PROVIDED PASSAGE ▸
Kodak Vericolor III on the Michigan Road

When I made my recent Friday-day-off trip up the Michigan Road to see the Sycamores, I also brought my Yashica-12 along, loaded with Kodak Vericolor III expired since July of 1986. I shot this ISO 160 film at at EI 80 to tame the ravages of time. Here’s the Carnegie library in Kirklin.

Kirklin Carnegie Library

This is the Mathews house, in southern Carroll County. It’s part of a farm that’s been in the same family for more than 100 years, which makes it a Hoosier Homestead.

Mathews house, Michigan Road

I should have moved in closer to this barn, as it’s the star of this show and who needs to see all of that flat blue sky? This is in Clinton County, I think.

Michigan Road farm

Here’s the abandoned school I wrote about a couple weeks ago. It’s in Middlefork in Clinton County.

Abandoned schoolhouse, Middlefork

Naturally, I made several photos of Sycamore Row with the Y-12.

WHAT IS NEEDED ▸ Please reproduce part of the Michigan Road post word for word, starting at the words "When I made" and stopping after the words "a Hoosier Homestead.".

ENTRIES SUPPLIED ▸
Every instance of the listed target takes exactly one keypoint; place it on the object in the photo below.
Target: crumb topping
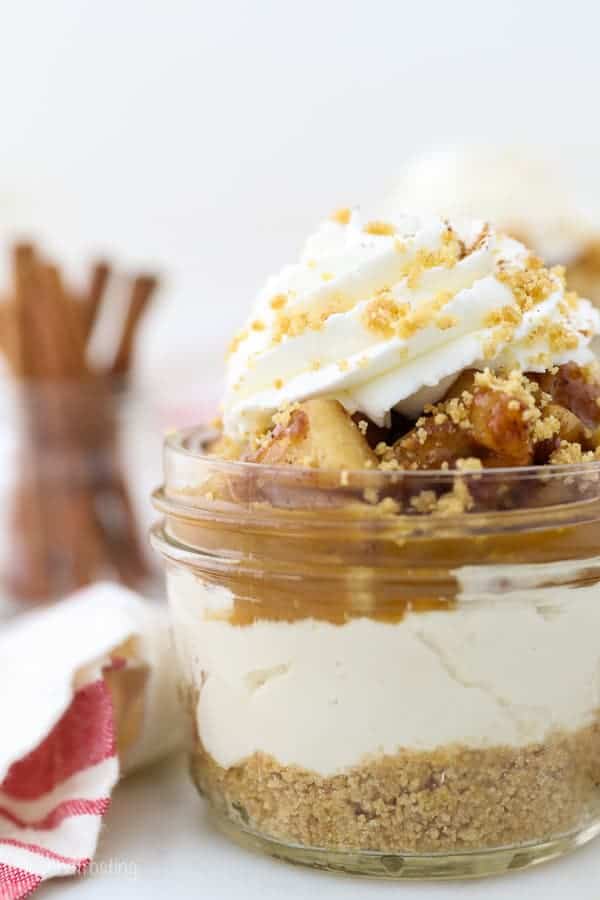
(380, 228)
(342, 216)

==

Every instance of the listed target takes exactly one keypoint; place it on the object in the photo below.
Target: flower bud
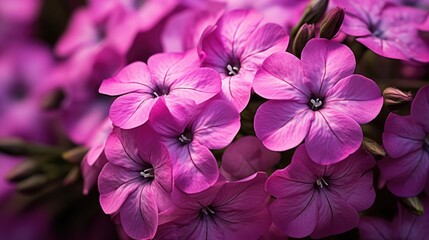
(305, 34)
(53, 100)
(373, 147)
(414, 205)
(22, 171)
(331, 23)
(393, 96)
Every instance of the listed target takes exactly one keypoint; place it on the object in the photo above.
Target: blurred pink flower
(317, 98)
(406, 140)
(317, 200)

RESULT ▸
When I made my recent Friday-day-off trip up the Michigan Road to see the Sycamores, I also brought my Yashica-12 along, loaded with Kodak Vericolor III expired since July of 1986. I shot this ISO 160 film at at EI 80 to tame the ravages of time. Here’s the Carnegie library in Kirklin.

Kirklin Carnegie Library

This is the Mathews house, in southern Carroll County. It’s part of a farm that’s been in the same family for more than 100 years, which makes it a Hoosier Homestead.